Which lines run from the one containing "Target: child standing" through the end of the material? Transcribe them word for word, and only them.
^^^^^^^^
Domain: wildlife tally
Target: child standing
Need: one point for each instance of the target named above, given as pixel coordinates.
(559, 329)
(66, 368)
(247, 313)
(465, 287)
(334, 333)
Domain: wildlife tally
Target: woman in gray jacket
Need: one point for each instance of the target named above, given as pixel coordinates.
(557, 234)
^^^^^^^^
> **OUTPUT**
Target: child standing
Need: one point for each instance of the target named above, given as pixel coordinates.
(559, 329)
(66, 368)
(247, 313)
(465, 287)
(334, 333)
Domain: wildlife tally
Target: woman in gray jacket
Need: one point for each instance of the target named above, given as pixel coordinates.
(557, 234)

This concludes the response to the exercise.